> DATASET EXCERPTS:
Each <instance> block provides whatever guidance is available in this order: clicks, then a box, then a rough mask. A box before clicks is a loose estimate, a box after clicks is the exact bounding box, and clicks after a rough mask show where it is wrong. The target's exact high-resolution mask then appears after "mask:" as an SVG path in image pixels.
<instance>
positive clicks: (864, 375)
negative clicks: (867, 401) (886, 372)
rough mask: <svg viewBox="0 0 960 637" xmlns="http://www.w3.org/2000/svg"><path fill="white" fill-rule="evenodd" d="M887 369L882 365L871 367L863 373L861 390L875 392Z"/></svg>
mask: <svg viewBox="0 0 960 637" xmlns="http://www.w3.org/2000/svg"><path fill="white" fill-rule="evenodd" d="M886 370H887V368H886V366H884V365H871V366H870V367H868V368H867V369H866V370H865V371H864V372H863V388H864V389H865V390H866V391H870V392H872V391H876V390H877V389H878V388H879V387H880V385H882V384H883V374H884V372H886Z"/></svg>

> PROBLEM TO WORK ON:
Copy out precisely the lines from the line with "positive clicks: (864, 375)" to the line with "negative clicks: (867, 401) (886, 372)" in the material above, including those two lines and omitting all the rest.

> EXERCISE OUTPUT:
positive clicks: (864, 375)
negative clicks: (867, 401) (886, 372)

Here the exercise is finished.